TASK GOAL
Go through the records and restate them word for word, omitting images.

SUPPLIED MATERIAL
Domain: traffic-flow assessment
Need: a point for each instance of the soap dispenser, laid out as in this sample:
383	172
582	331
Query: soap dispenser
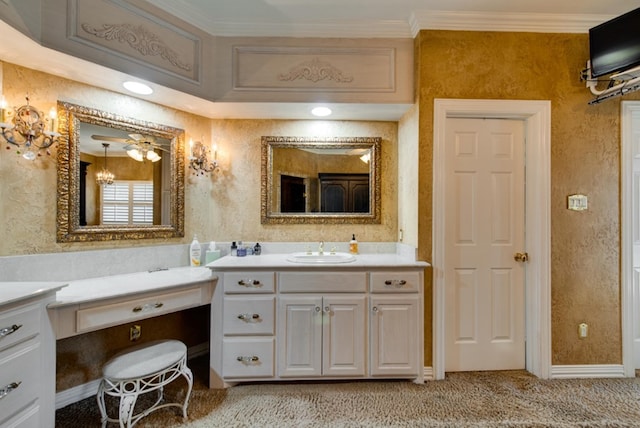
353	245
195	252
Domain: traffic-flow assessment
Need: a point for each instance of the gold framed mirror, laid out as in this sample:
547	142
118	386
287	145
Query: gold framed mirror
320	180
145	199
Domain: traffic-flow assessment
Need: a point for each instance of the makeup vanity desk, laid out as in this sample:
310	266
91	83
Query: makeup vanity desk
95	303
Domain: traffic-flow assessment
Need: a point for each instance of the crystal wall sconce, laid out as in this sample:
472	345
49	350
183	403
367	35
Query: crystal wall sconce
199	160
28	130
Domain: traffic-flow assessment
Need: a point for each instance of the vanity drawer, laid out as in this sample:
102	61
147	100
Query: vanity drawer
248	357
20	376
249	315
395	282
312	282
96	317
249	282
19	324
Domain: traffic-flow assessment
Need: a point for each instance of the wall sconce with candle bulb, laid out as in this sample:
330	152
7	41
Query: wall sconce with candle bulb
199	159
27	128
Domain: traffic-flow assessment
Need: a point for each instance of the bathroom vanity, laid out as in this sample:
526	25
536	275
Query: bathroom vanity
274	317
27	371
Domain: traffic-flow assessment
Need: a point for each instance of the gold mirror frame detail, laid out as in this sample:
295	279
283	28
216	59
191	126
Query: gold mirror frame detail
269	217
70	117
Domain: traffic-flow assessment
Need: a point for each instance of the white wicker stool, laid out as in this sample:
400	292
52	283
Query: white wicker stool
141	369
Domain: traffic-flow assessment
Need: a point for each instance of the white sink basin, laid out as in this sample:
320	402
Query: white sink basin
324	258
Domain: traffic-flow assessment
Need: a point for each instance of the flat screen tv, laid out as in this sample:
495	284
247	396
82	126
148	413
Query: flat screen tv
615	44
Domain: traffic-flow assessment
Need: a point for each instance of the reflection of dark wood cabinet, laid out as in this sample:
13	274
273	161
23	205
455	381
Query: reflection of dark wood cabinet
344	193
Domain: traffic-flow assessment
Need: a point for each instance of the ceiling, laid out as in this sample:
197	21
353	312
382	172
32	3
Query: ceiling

WRITTEN RESPONSE
Domain: traffic-flow assessment
Need: a point for each instance of the soap dispenser, laid out as in this sample:
383	172
582	331
Query: soap dispenser
353	245
195	252
Domain: traffic-flow assessment
Need: a point for each instance of the gold framed mirror, laid out as in this sample:
547	142
118	386
287	145
Query: gold framed mirror
320	180
145	199
Domain: traffic-flow assessment
Need: a point for each instance of the makeup vanity desk, laid out as in this sample:
310	266
91	83
Query: makeup vanity desk
95	303
Domain: traffic-flow assessment
Need: a point for each instance of the crystal wall sconce, laid out as in this sample:
472	345
49	350
183	403
367	35
Query: crystal wall sconce
199	160
28	130
Domain: traffic-flow assessment
Need: a point for each instance of the vanity drawer, laid out as in this sample:
102	61
147	100
Query: vanity drawer
248	357
20	376
249	315
395	282
312	282
96	317
249	282
19	324
Domain: traffic-flow assessment
Need: a point for each instance of the wall sconce with candle bulb, laid out as in this sample:
330	152
7	41
Query: wall sconce with candle bulb
199	159
27	128
Domain: traffic-flow assessment
Need: a point for each instance of the bathroom vanity, laid out as in this sample:
526	25
536	275
Query: bathroom vanity
274	317
27	371
Domain: traffic-flow assessment
Need: a point for each instance of the gold mirror frame detail, laid out as in this sample:
295	279
283	28
216	59
191	126
Query: gold mirror frame detail
269	217
70	117
Domain: traffic-flow assessment
Need: a point for each instance of the white wicker stool, laid out as in this sample:
400	292
52	283
Query: white wicker stool
141	369
Domain: traffic-flow assessment
Need: a point for each instance of the white sink basin, laid out as in this sample:
320	402
Query: white sink basin
324	258
Domain: traffic-flow assessment
Need: a point for each instance of the flat screen tv, laid out as in this sample:
495	284
247	396
82	126
148	413
Query: flat screen tv
615	44
Domain: traffic-flow assessment
Need: a point for each instance of the reflection of dark wood cabinet, laid out as in this sample:
13	274
273	161
23	205
455	381
Query: reflection of dark wood cabinet
344	193
Domain: traffic-flow assessment
Need: a point for each instance of the ceiling, laid out as in this sample:
197	21
353	312
382	172
32	3
Query: ceiling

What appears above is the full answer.